Consigne 1 » Recopiez à l'identique la partie des entrées qui s'ouvre au début des entrées et se ferme sur la ligne contenant « rough mask: <svg », les deux bornes comprises. Laissez les images de côté dans votre réponse.

Texte »
....

Plusieurs députés ont déposé, le 16 février 2016, une proposition de loi visant à soutenir d'avantage la création des jeunes entreprises innovantes (JEI), notamment leurs premières années d'existence en adaptant plus concrètement ce régime à leur quotidien. Le régime d'exonération des bénéfices a été prolongé permettant aux entreprises créées jusqu'au 31 décembre 2016 d'en bénéficier. Le législateur a en effet étendu les avantages liés au dispositif JEI aux entreprises créées après le 31 décembre 2013 et jusqu'au 31 décembre 2016, jusqu'au dernier jour de la septième année suivant celle de leur création. Plus généralement, à ce jour, environ 6 600 entreprises bénéficient de ce statut et on estime que 300 nouvelles se constituent chaque année. La mise en place de ce dispositif a présenté de nombreux avantages, permettant de solidifier partiellement ces jeunes structures innovantes et de créer par la même occasion plus de 22 000 emplois. Pour en savoir plus sur ce sujet, Lexbase Hebdo - édition fiscale a interrogé Maître Alfred Lortat-Jacob, Avocat associé, et Gauthier Moulins, avocat au sein du cabinet Cornet Vincent Ségurel.

Lexbase : Pouvez-vous nous définir le régime actuel d'exonération des bénéfices pour les JEI ? Qui peut en bénéficier ?

....

Consigne 2 » Résumez le texte sur les jeunes entreprises innovantes en deux phrases.

Données de l'exercice »

....

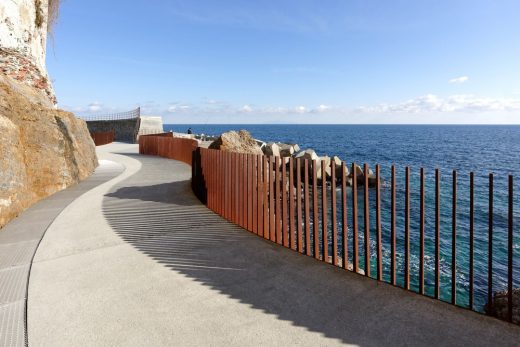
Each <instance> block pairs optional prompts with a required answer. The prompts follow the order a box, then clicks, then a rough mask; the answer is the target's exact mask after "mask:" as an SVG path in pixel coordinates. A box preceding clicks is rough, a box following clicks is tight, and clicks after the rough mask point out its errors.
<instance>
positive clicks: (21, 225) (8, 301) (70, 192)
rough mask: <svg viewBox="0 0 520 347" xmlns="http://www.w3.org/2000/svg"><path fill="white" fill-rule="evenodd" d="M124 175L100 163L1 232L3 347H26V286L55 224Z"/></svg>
mask: <svg viewBox="0 0 520 347" xmlns="http://www.w3.org/2000/svg"><path fill="white" fill-rule="evenodd" d="M122 171H124V167H123V166H121V165H120V164H117V163H114V162H110V161H106V160H105V161H103V160H102V161H100V165H99V167H98V168H97V169H96V171H95V172H94V174H93V175H92V176H91V177H89V178H88V179H86V180H85V181H83V182H81V183H79V184H76V185H74V186H72V187H70V188H68V189H65V190H62V191H60V192H57V193H56V194H53V195H51V196H49V197H47V198H46V199H43V200H41V201H39V202H38V203H36V204H34V205H33V206H31V207H30V208H28V209H27V210H25V211H24V212H23V213H22V214H20V216H18V217H17V218H15V219H13V220H12V221H11V222H10V223H8V224H7V225H6V226H5V227H4V228H2V229H1V230H0V346H25V345H26V339H27V334H26V332H27V325H26V307H27V283H28V281H29V275H30V271H31V264H32V259H33V256H34V254H35V252H36V249H37V247H38V244H39V243H40V240H41V239H42V237H43V235H44V234H45V231H46V230H47V228H48V227H49V225H51V224H52V222H53V220H54V219H55V218H56V217H57V216H58V215H59V214H60V213H61V211H62V210H63V209H64V208H65V207H67V205H69V204H70V203H71V202H72V201H74V200H75V199H76V198H77V197H78V196H81V194H83V193H85V192H87V191H89V190H91V189H92V188H93V187H95V186H97V185H99V184H101V183H103V182H106V181H108V180H110V179H112V178H113V177H115V176H117V175H119V174H120V173H121V172H122Z"/></svg>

....

Réponse attendue 1 »
Each <instance> block pairs optional prompts with a required answer. The prompts follow the order a box, then clicks, then a rough mask; the answer is the target's exact mask after "mask:" as an SVG path in pixel coordinates. A box preceding clicks is rough, a box following clicks is tight, and clicks after the rough mask point out its errors.
<instance>
positive clicks: (21, 225) (8, 301) (70, 192)
rough mask: <svg viewBox="0 0 520 347" xmlns="http://www.w3.org/2000/svg"><path fill="white" fill-rule="evenodd" d="M124 175L100 163L1 232L3 347H26V286L55 224Z"/></svg>

Réponse attendue 2 » Le 16 février 2016, plusieurs députés ont déposé une proposition de loi visant à mieux soutenir la création des jeunes entreprises innovantes (JEI), dont le régime d'exonération des bénéfices a été prolongé pour les entreprises créées jusqu'au 31 décembre 2016. Environ 6 600 entreprises bénéficient de ce statut, qui a permis de créer plus de 22 000 emplois, et Lexbase Hebdo - édition fiscale a interrogé à ce sujet deux avocats du cabinet Cornet Vincent Ségurel.